▶ **Source document**:
* * * * * * *

I’ll never forget the time I spent $18 on a cocktail that arrived in a plastic cup. The drink was the Cosmic Trigger at Heart of Gold, an ice-filled concoction of gin, tea, amaro, honey and lemon. It was a pleasantly balanced, sweet-savory drink that would have tasted infinitely better in a proper Collins glass. If you don’t believe that appropriate drinkware enhances the cocktail experience, then you don’t take your spirits seriously.
At the peak of the pandemic, restaurants that were fortunate enough to survive by pivoting to take-out had no choice but to rely on single-use plastic containers, utensils and bags. As dine-in service returned, those same eateries continued to use disposables because they were believed by many to be the safe, sanitary option. But now that most staff and diners are vaccinated, and the experts assign the blame to airborne spread as opposed to surface transmission, what’s the motivation – apart from pleasing Big Plastic – to continue the practice?

* * * * * * *

▶ **Listed entries**:
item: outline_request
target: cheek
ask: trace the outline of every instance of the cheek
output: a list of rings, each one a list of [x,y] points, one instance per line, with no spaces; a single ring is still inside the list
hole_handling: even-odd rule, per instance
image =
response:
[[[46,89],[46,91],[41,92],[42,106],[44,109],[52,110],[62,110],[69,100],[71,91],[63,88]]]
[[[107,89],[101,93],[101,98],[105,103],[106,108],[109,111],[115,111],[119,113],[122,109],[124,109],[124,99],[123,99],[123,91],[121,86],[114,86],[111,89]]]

* * * * * * *

▶ **Work order 1**: Render this sentence from the piece on plastic drinkware in restaurants into French: "It was a pleasantly balanced, sweet-savory drink that would have tasted infinitely better in a proper Collins glass."
▶ **Work order 2**: Write a continuation of the piece on plastic drinkware in restaurants, starting after its final sentence.

▶ **Expected answer 1**: C'était une boisson agréablement équilibrée, sucrée-salée, qui aurait eu infiniment meilleur goût dans un véritable verre Collins.

▶ **Expected answer 2**:
The environmentally depressing glut of disposables – glasses, utensils, plates, napkins – is all the more incongruous given the surroundings. The Plum, the restaurant from which Heart of Gold hatched, was one of Cleveland’s most attractive dining spaces. The sleek, minimal bistro was painstakingly sculpted out of a 150-year-old building in Ohio City over the span of three years. Heck, the intricately snaked electrical conduit here is worth visiting alone.
But if the Plum has taught diners anything over the past five years, it is that restaurants either adapt or die. The seasonal, chef-driven menu, piloted by chef-owner Brett Sawyer, was always a moving target fueled by ambition, creativity and whimsy. But the pandemic put an end to all that and owner Jonah Oryszak announced that after being closed most of 2020, the Plum would not reopen. Instead, the space would become Heart of Gold, an even more casual neighborhood bar and kitchen.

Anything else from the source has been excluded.